→ DATASET EXTRACT
※ ※ ※

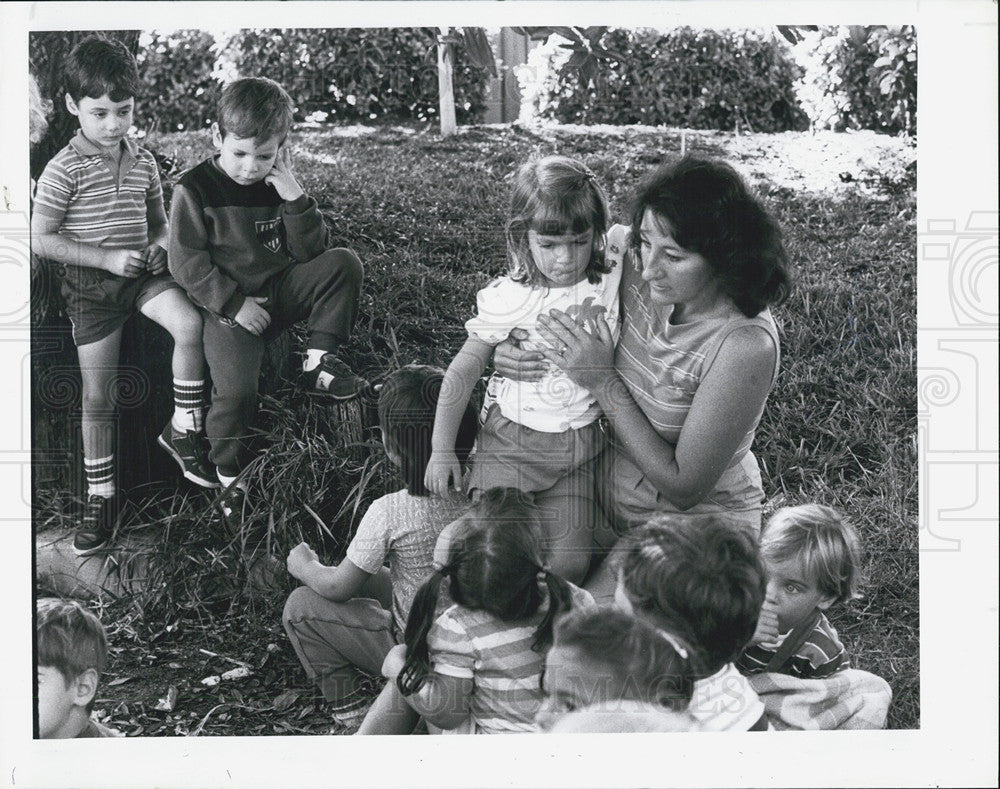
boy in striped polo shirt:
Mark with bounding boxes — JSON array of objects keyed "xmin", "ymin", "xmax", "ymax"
[{"xmin": 32, "ymin": 37, "xmax": 214, "ymax": 555}]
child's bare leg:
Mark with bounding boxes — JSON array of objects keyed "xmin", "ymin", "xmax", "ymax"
[
  {"xmin": 76, "ymin": 328, "xmax": 123, "ymax": 492},
  {"xmin": 139, "ymin": 288, "xmax": 204, "ymax": 382},
  {"xmin": 356, "ymin": 681, "xmax": 420, "ymax": 735}
]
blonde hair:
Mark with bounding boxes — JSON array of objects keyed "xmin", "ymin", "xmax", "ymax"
[
  {"xmin": 762, "ymin": 504, "xmax": 863, "ymax": 604},
  {"xmin": 29, "ymin": 74, "xmax": 52, "ymax": 145},
  {"xmin": 505, "ymin": 155, "xmax": 611, "ymax": 287}
]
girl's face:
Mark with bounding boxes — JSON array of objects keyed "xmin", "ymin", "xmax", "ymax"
[
  {"xmin": 637, "ymin": 210, "xmax": 721, "ymax": 311},
  {"xmin": 527, "ymin": 228, "xmax": 594, "ymax": 287}
]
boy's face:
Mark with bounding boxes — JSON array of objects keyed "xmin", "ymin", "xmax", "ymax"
[
  {"xmin": 536, "ymin": 645, "xmax": 624, "ymax": 731},
  {"xmin": 762, "ymin": 553, "xmax": 836, "ymax": 633},
  {"xmin": 66, "ymin": 93, "xmax": 134, "ymax": 151},
  {"xmin": 36, "ymin": 665, "xmax": 88, "ymax": 738},
  {"xmin": 213, "ymin": 125, "xmax": 282, "ymax": 186}
]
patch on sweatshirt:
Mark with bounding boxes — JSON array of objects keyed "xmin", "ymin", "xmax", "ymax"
[{"xmin": 255, "ymin": 218, "xmax": 286, "ymax": 254}]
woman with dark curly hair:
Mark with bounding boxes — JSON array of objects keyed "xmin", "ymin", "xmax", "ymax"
[{"xmin": 495, "ymin": 156, "xmax": 791, "ymax": 560}]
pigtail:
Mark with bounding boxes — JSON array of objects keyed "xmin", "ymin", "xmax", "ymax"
[
  {"xmin": 397, "ymin": 569, "xmax": 448, "ymax": 696},
  {"xmin": 532, "ymin": 569, "xmax": 574, "ymax": 652}
]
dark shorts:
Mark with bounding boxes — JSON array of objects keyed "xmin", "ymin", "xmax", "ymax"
[
  {"xmin": 468, "ymin": 404, "xmax": 604, "ymax": 494},
  {"xmin": 59, "ymin": 264, "xmax": 180, "ymax": 346}
]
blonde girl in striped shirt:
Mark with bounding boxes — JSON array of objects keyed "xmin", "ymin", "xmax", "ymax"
[{"xmin": 379, "ymin": 488, "xmax": 592, "ymax": 734}]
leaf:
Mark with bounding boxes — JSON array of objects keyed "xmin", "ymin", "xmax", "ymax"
[
  {"xmin": 154, "ymin": 685, "xmax": 179, "ymax": 712},
  {"xmin": 273, "ymin": 689, "xmax": 300, "ymax": 713},
  {"xmin": 107, "ymin": 676, "xmax": 133, "ymax": 687}
]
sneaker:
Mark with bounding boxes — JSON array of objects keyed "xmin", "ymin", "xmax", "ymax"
[
  {"xmin": 329, "ymin": 697, "xmax": 373, "ymax": 733},
  {"xmin": 74, "ymin": 494, "xmax": 120, "ymax": 555},
  {"xmin": 301, "ymin": 354, "xmax": 368, "ymax": 401},
  {"xmin": 216, "ymin": 482, "xmax": 247, "ymax": 532},
  {"xmin": 158, "ymin": 424, "xmax": 219, "ymax": 488}
]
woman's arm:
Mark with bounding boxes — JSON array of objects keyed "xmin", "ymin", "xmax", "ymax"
[
  {"xmin": 425, "ymin": 336, "xmax": 494, "ymax": 496},
  {"xmin": 538, "ymin": 312, "xmax": 776, "ymax": 510}
]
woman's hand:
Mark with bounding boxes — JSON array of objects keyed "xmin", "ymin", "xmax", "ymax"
[
  {"xmin": 536, "ymin": 309, "xmax": 618, "ymax": 394},
  {"xmin": 381, "ymin": 644, "xmax": 408, "ymax": 681},
  {"xmin": 493, "ymin": 328, "xmax": 547, "ymax": 382}
]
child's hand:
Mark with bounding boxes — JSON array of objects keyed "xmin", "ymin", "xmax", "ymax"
[
  {"xmin": 264, "ymin": 147, "xmax": 304, "ymax": 202},
  {"xmin": 424, "ymin": 449, "xmax": 463, "ymax": 498},
  {"xmin": 233, "ymin": 296, "xmax": 271, "ymax": 336},
  {"xmin": 752, "ymin": 602, "xmax": 781, "ymax": 648},
  {"xmin": 286, "ymin": 541, "xmax": 320, "ymax": 582},
  {"xmin": 142, "ymin": 243, "xmax": 168, "ymax": 275},
  {"xmin": 106, "ymin": 248, "xmax": 146, "ymax": 278},
  {"xmin": 494, "ymin": 328, "xmax": 547, "ymax": 383},
  {"xmin": 381, "ymin": 644, "xmax": 408, "ymax": 681}
]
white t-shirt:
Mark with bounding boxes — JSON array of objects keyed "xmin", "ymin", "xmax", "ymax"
[
  {"xmin": 688, "ymin": 662, "xmax": 767, "ymax": 731},
  {"xmin": 465, "ymin": 259, "xmax": 623, "ymax": 433}
]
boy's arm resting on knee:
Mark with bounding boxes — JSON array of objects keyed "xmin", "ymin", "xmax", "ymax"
[
  {"xmin": 403, "ymin": 673, "xmax": 473, "ymax": 730},
  {"xmin": 168, "ymin": 184, "xmax": 246, "ymax": 317},
  {"xmin": 282, "ymin": 193, "xmax": 329, "ymax": 262},
  {"xmin": 286, "ymin": 542, "xmax": 370, "ymax": 601}
]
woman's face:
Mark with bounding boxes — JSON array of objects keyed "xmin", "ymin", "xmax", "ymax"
[{"xmin": 637, "ymin": 210, "xmax": 720, "ymax": 310}]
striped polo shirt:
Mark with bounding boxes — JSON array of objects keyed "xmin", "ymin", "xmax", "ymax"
[
  {"xmin": 33, "ymin": 130, "xmax": 164, "ymax": 251},
  {"xmin": 604, "ymin": 224, "xmax": 780, "ymax": 519},
  {"xmin": 427, "ymin": 584, "xmax": 593, "ymax": 734},
  {"xmin": 736, "ymin": 611, "xmax": 849, "ymax": 679}
]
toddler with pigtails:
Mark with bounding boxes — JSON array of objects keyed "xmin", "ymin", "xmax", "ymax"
[
  {"xmin": 425, "ymin": 155, "xmax": 622, "ymax": 583},
  {"xmin": 369, "ymin": 487, "xmax": 593, "ymax": 734}
]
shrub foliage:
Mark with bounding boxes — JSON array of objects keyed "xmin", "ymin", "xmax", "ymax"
[
  {"xmin": 534, "ymin": 27, "xmax": 809, "ymax": 132},
  {"xmin": 214, "ymin": 28, "xmax": 489, "ymax": 124},
  {"xmin": 135, "ymin": 30, "xmax": 221, "ymax": 134},
  {"xmin": 795, "ymin": 26, "xmax": 916, "ymax": 135}
]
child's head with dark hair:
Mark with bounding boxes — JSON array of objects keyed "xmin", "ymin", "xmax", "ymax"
[
  {"xmin": 397, "ymin": 488, "xmax": 574, "ymax": 695},
  {"xmin": 377, "ymin": 364, "xmax": 477, "ymax": 497},
  {"xmin": 630, "ymin": 156, "xmax": 791, "ymax": 318},
  {"xmin": 506, "ymin": 155, "xmax": 612, "ymax": 287},
  {"xmin": 217, "ymin": 77, "xmax": 294, "ymax": 144},
  {"xmin": 536, "ymin": 606, "xmax": 694, "ymax": 730},
  {"xmin": 615, "ymin": 515, "xmax": 765, "ymax": 677},
  {"xmin": 36, "ymin": 598, "xmax": 108, "ymax": 738},
  {"xmin": 64, "ymin": 36, "xmax": 140, "ymax": 104},
  {"xmin": 759, "ymin": 504, "xmax": 863, "ymax": 632}
]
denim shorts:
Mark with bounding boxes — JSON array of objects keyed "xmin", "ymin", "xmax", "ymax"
[{"xmin": 468, "ymin": 404, "xmax": 604, "ymax": 495}]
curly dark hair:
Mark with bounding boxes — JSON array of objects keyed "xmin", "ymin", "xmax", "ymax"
[{"xmin": 630, "ymin": 156, "xmax": 792, "ymax": 317}]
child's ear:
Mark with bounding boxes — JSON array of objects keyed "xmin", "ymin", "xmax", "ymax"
[
  {"xmin": 211, "ymin": 122, "xmax": 223, "ymax": 149},
  {"xmin": 816, "ymin": 593, "xmax": 838, "ymax": 612},
  {"xmin": 65, "ymin": 93, "xmax": 79, "ymax": 117},
  {"xmin": 72, "ymin": 668, "xmax": 100, "ymax": 708}
]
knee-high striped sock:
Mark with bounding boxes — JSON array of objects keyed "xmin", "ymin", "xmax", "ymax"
[
  {"xmin": 85, "ymin": 454, "xmax": 115, "ymax": 498},
  {"xmin": 172, "ymin": 379, "xmax": 206, "ymax": 433}
]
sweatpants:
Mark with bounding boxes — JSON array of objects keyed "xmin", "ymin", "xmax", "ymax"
[{"xmin": 203, "ymin": 247, "xmax": 362, "ymax": 475}]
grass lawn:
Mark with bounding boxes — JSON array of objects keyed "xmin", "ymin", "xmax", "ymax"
[{"xmin": 35, "ymin": 122, "xmax": 918, "ymax": 734}]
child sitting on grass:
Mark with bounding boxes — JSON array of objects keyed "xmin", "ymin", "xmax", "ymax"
[
  {"xmin": 614, "ymin": 515, "xmax": 770, "ymax": 731},
  {"xmin": 283, "ymin": 365, "xmax": 477, "ymax": 729},
  {"xmin": 737, "ymin": 504, "xmax": 862, "ymax": 678},
  {"xmin": 169, "ymin": 76, "xmax": 366, "ymax": 526},
  {"xmin": 36, "ymin": 597, "xmax": 119, "ymax": 738},
  {"xmin": 375, "ymin": 488, "xmax": 593, "ymax": 734},
  {"xmin": 32, "ymin": 36, "xmax": 211, "ymax": 555},
  {"xmin": 535, "ymin": 605, "xmax": 695, "ymax": 732}
]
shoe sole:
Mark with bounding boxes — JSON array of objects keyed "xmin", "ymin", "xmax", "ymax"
[
  {"xmin": 73, "ymin": 541, "xmax": 110, "ymax": 557},
  {"xmin": 305, "ymin": 388, "xmax": 365, "ymax": 402},
  {"xmin": 158, "ymin": 435, "xmax": 221, "ymax": 489}
]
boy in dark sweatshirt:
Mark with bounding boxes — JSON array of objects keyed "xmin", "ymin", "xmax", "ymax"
[{"xmin": 169, "ymin": 77, "xmax": 365, "ymax": 524}]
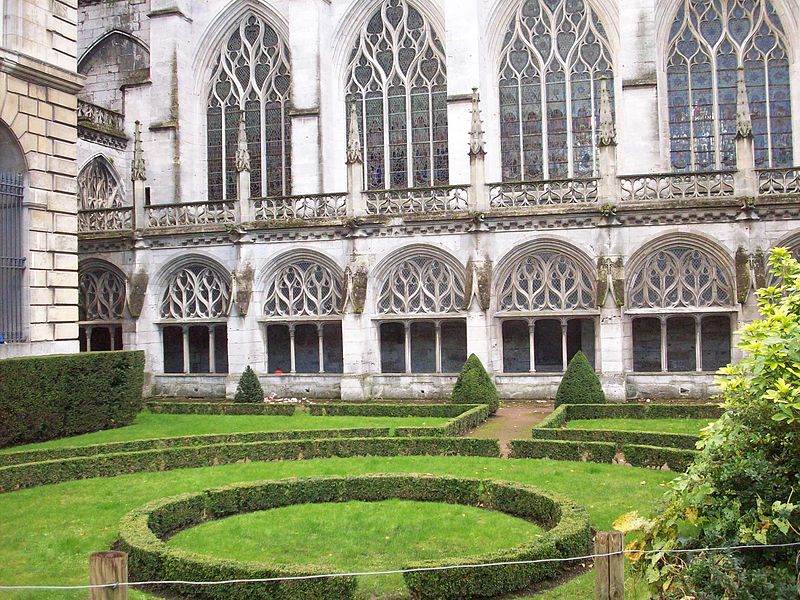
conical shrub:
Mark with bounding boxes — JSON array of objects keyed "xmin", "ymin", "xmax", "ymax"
[
  {"xmin": 234, "ymin": 365, "xmax": 264, "ymax": 403},
  {"xmin": 452, "ymin": 354, "xmax": 499, "ymax": 414},
  {"xmin": 555, "ymin": 351, "xmax": 605, "ymax": 407}
]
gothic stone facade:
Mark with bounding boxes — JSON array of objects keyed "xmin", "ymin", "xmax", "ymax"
[
  {"xmin": 0, "ymin": 0, "xmax": 81, "ymax": 358},
  {"xmin": 73, "ymin": 0, "xmax": 800, "ymax": 400}
]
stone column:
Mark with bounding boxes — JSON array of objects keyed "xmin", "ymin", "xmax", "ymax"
[
  {"xmin": 598, "ymin": 257, "xmax": 627, "ymax": 401},
  {"xmin": 468, "ymin": 88, "xmax": 488, "ymax": 212},
  {"xmin": 346, "ymin": 100, "xmax": 366, "ymax": 217},
  {"xmin": 340, "ymin": 262, "xmax": 370, "ymax": 401},
  {"xmin": 234, "ymin": 113, "xmax": 251, "ymax": 223},
  {"xmin": 131, "ymin": 121, "xmax": 147, "ymax": 229},
  {"xmin": 597, "ymin": 77, "xmax": 619, "ymax": 204},
  {"xmin": 734, "ymin": 67, "xmax": 758, "ymax": 200}
]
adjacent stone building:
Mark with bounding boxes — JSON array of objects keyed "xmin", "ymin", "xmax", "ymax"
[
  {"xmin": 72, "ymin": 0, "xmax": 800, "ymax": 400},
  {"xmin": 0, "ymin": 0, "xmax": 81, "ymax": 358}
]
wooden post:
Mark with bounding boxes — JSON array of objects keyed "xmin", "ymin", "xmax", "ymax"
[
  {"xmin": 594, "ymin": 531, "xmax": 624, "ymax": 600},
  {"xmin": 89, "ymin": 551, "xmax": 128, "ymax": 600}
]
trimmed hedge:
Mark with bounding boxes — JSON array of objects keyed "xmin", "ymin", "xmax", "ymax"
[
  {"xmin": 146, "ymin": 402, "xmax": 295, "ymax": 416},
  {"xmin": 117, "ymin": 474, "xmax": 590, "ymax": 600},
  {"xmin": 306, "ymin": 403, "xmax": 478, "ymax": 418},
  {"xmin": 452, "ymin": 354, "xmax": 499, "ymax": 414},
  {"xmin": 395, "ymin": 404, "xmax": 492, "ymax": 437},
  {"xmin": 0, "ymin": 437, "xmax": 501, "ymax": 493},
  {"xmin": 530, "ymin": 427, "xmax": 700, "ymax": 450},
  {"xmin": 0, "ymin": 351, "xmax": 145, "ymax": 448},
  {"xmin": 509, "ymin": 439, "xmax": 698, "ymax": 471},
  {"xmin": 540, "ymin": 403, "xmax": 722, "ymax": 424},
  {"xmin": 555, "ymin": 351, "xmax": 605, "ymax": 407},
  {"xmin": 0, "ymin": 427, "xmax": 395, "ymax": 468}
]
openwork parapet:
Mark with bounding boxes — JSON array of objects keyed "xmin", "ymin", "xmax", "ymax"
[
  {"xmin": 78, "ymin": 207, "xmax": 133, "ymax": 233},
  {"xmin": 252, "ymin": 194, "xmax": 347, "ymax": 221},
  {"xmin": 757, "ymin": 167, "xmax": 800, "ymax": 195},
  {"xmin": 365, "ymin": 185, "xmax": 469, "ymax": 215},
  {"xmin": 619, "ymin": 171, "xmax": 735, "ymax": 202},
  {"xmin": 489, "ymin": 179, "xmax": 598, "ymax": 208},
  {"xmin": 146, "ymin": 201, "xmax": 236, "ymax": 228}
]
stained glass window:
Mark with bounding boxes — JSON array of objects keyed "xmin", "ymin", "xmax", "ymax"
[
  {"xmin": 207, "ymin": 14, "xmax": 291, "ymax": 200},
  {"xmin": 667, "ymin": 0, "xmax": 792, "ymax": 171},
  {"xmin": 498, "ymin": 0, "xmax": 614, "ymax": 182},
  {"xmin": 346, "ymin": 0, "xmax": 448, "ymax": 190}
]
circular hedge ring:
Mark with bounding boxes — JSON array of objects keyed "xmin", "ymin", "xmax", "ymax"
[{"xmin": 118, "ymin": 474, "xmax": 591, "ymax": 600}]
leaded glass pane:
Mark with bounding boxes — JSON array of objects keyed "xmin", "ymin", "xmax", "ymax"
[
  {"xmin": 499, "ymin": 0, "xmax": 614, "ymax": 181},
  {"xmin": 346, "ymin": 0, "xmax": 448, "ymax": 189},
  {"xmin": 207, "ymin": 14, "xmax": 291, "ymax": 199},
  {"xmin": 667, "ymin": 0, "xmax": 792, "ymax": 170}
]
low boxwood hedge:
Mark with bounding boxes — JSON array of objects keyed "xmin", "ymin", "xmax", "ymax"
[
  {"xmin": 146, "ymin": 402, "xmax": 295, "ymax": 416},
  {"xmin": 508, "ymin": 439, "xmax": 697, "ymax": 471},
  {"xmin": 395, "ymin": 404, "xmax": 491, "ymax": 437},
  {"xmin": 306, "ymin": 403, "xmax": 479, "ymax": 418},
  {"xmin": 0, "ymin": 437, "xmax": 500, "ymax": 493},
  {"xmin": 117, "ymin": 474, "xmax": 590, "ymax": 600},
  {"xmin": 0, "ymin": 351, "xmax": 145, "ymax": 448},
  {"xmin": 530, "ymin": 427, "xmax": 700, "ymax": 450},
  {"xmin": 537, "ymin": 403, "xmax": 722, "ymax": 426},
  {"xmin": 0, "ymin": 427, "xmax": 394, "ymax": 468}
]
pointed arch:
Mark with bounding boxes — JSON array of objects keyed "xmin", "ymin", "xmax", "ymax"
[
  {"xmin": 78, "ymin": 29, "xmax": 150, "ymax": 72},
  {"xmin": 78, "ymin": 259, "xmax": 127, "ymax": 322},
  {"xmin": 261, "ymin": 250, "xmax": 345, "ymax": 318},
  {"xmin": 158, "ymin": 256, "xmax": 232, "ymax": 320},
  {"xmin": 77, "ymin": 156, "xmax": 126, "ymax": 210}
]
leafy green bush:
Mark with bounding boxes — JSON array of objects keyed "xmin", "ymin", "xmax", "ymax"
[
  {"xmin": 621, "ymin": 248, "xmax": 800, "ymax": 598},
  {"xmin": 234, "ymin": 366, "xmax": 264, "ymax": 403},
  {"xmin": 0, "ymin": 351, "xmax": 144, "ymax": 448},
  {"xmin": 452, "ymin": 354, "xmax": 499, "ymax": 414},
  {"xmin": 554, "ymin": 351, "xmax": 604, "ymax": 407}
]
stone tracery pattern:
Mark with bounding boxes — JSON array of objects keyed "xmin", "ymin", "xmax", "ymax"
[
  {"xmin": 77, "ymin": 158, "xmax": 125, "ymax": 210},
  {"xmin": 498, "ymin": 0, "xmax": 614, "ymax": 182},
  {"xmin": 346, "ymin": 0, "xmax": 448, "ymax": 190},
  {"xmin": 628, "ymin": 246, "xmax": 734, "ymax": 308},
  {"xmin": 160, "ymin": 265, "xmax": 231, "ymax": 319},
  {"xmin": 264, "ymin": 261, "xmax": 344, "ymax": 317},
  {"xmin": 498, "ymin": 251, "xmax": 595, "ymax": 311},
  {"xmin": 79, "ymin": 267, "xmax": 126, "ymax": 321},
  {"xmin": 667, "ymin": 0, "xmax": 792, "ymax": 171},
  {"xmin": 207, "ymin": 13, "xmax": 291, "ymax": 201},
  {"xmin": 378, "ymin": 256, "xmax": 465, "ymax": 314}
]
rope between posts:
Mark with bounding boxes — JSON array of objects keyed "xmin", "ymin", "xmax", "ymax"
[{"xmin": 0, "ymin": 541, "xmax": 798, "ymax": 591}]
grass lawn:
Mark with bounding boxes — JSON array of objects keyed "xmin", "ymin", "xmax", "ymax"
[
  {"xmin": 0, "ymin": 456, "xmax": 674, "ymax": 599},
  {"xmin": 0, "ymin": 412, "xmax": 450, "ymax": 454},
  {"xmin": 565, "ymin": 418, "xmax": 711, "ymax": 436},
  {"xmin": 169, "ymin": 499, "xmax": 544, "ymax": 599}
]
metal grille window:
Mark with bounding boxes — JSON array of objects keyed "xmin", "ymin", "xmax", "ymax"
[
  {"xmin": 667, "ymin": 0, "xmax": 792, "ymax": 171},
  {"xmin": 498, "ymin": 251, "xmax": 595, "ymax": 311},
  {"xmin": 77, "ymin": 158, "xmax": 125, "ymax": 209},
  {"xmin": 160, "ymin": 265, "xmax": 231, "ymax": 320},
  {"xmin": 207, "ymin": 13, "xmax": 291, "ymax": 200},
  {"xmin": 377, "ymin": 256, "xmax": 465, "ymax": 315},
  {"xmin": 0, "ymin": 174, "xmax": 25, "ymax": 343},
  {"xmin": 346, "ymin": 0, "xmax": 449, "ymax": 190},
  {"xmin": 498, "ymin": 0, "xmax": 614, "ymax": 181}
]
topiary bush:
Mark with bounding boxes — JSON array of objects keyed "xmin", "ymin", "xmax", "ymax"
[
  {"xmin": 234, "ymin": 366, "xmax": 264, "ymax": 403},
  {"xmin": 554, "ymin": 351, "xmax": 605, "ymax": 407},
  {"xmin": 452, "ymin": 353, "xmax": 499, "ymax": 414}
]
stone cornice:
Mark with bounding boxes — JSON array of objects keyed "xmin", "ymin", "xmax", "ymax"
[{"xmin": 0, "ymin": 48, "xmax": 83, "ymax": 94}]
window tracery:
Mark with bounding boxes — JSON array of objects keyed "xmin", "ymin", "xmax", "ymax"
[
  {"xmin": 345, "ymin": 0, "xmax": 449, "ymax": 190},
  {"xmin": 79, "ymin": 267, "xmax": 126, "ymax": 321},
  {"xmin": 498, "ymin": 251, "xmax": 595, "ymax": 311},
  {"xmin": 264, "ymin": 261, "xmax": 343, "ymax": 318},
  {"xmin": 160, "ymin": 265, "xmax": 231, "ymax": 320},
  {"xmin": 77, "ymin": 158, "xmax": 125, "ymax": 209},
  {"xmin": 378, "ymin": 256, "xmax": 465, "ymax": 314},
  {"xmin": 498, "ymin": 0, "xmax": 614, "ymax": 182},
  {"xmin": 666, "ymin": 0, "xmax": 792, "ymax": 171},
  {"xmin": 628, "ymin": 246, "xmax": 734, "ymax": 308},
  {"xmin": 207, "ymin": 13, "xmax": 291, "ymax": 201}
]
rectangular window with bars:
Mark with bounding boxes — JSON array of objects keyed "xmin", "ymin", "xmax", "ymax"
[{"xmin": 0, "ymin": 173, "xmax": 25, "ymax": 343}]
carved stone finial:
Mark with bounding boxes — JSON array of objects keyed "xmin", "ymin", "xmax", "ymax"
[
  {"xmin": 598, "ymin": 76, "xmax": 616, "ymax": 147},
  {"xmin": 468, "ymin": 87, "xmax": 486, "ymax": 157},
  {"xmin": 736, "ymin": 66, "xmax": 753, "ymax": 139},
  {"xmin": 346, "ymin": 99, "xmax": 363, "ymax": 164},
  {"xmin": 131, "ymin": 121, "xmax": 146, "ymax": 181},
  {"xmin": 235, "ymin": 112, "xmax": 251, "ymax": 173}
]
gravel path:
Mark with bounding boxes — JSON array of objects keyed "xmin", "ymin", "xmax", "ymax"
[{"xmin": 467, "ymin": 401, "xmax": 553, "ymax": 457}]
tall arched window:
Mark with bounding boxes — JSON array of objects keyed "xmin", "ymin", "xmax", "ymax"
[
  {"xmin": 207, "ymin": 13, "xmax": 291, "ymax": 201},
  {"xmin": 79, "ymin": 263, "xmax": 126, "ymax": 351},
  {"xmin": 496, "ymin": 246, "xmax": 597, "ymax": 373},
  {"xmin": 666, "ymin": 0, "xmax": 792, "ymax": 171},
  {"xmin": 160, "ymin": 263, "xmax": 231, "ymax": 374},
  {"xmin": 346, "ymin": 0, "xmax": 448, "ymax": 190},
  {"xmin": 498, "ymin": 0, "xmax": 614, "ymax": 181},
  {"xmin": 263, "ymin": 258, "xmax": 344, "ymax": 374},
  {"xmin": 0, "ymin": 122, "xmax": 26, "ymax": 343},
  {"xmin": 78, "ymin": 157, "xmax": 125, "ymax": 209},
  {"xmin": 628, "ymin": 243, "xmax": 735, "ymax": 373}
]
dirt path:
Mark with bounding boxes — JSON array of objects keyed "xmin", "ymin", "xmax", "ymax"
[{"xmin": 467, "ymin": 401, "xmax": 553, "ymax": 457}]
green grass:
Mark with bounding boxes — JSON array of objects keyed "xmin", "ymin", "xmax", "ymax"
[
  {"xmin": 0, "ymin": 412, "xmax": 450, "ymax": 453},
  {"xmin": 0, "ymin": 456, "xmax": 674, "ymax": 599},
  {"xmin": 169, "ymin": 499, "xmax": 544, "ymax": 599},
  {"xmin": 565, "ymin": 418, "xmax": 711, "ymax": 435}
]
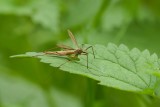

※ ※ ※

Your reply should consist solely of the number of lines above that contain the word "sweatshirt".

→ ANSWER BOX
2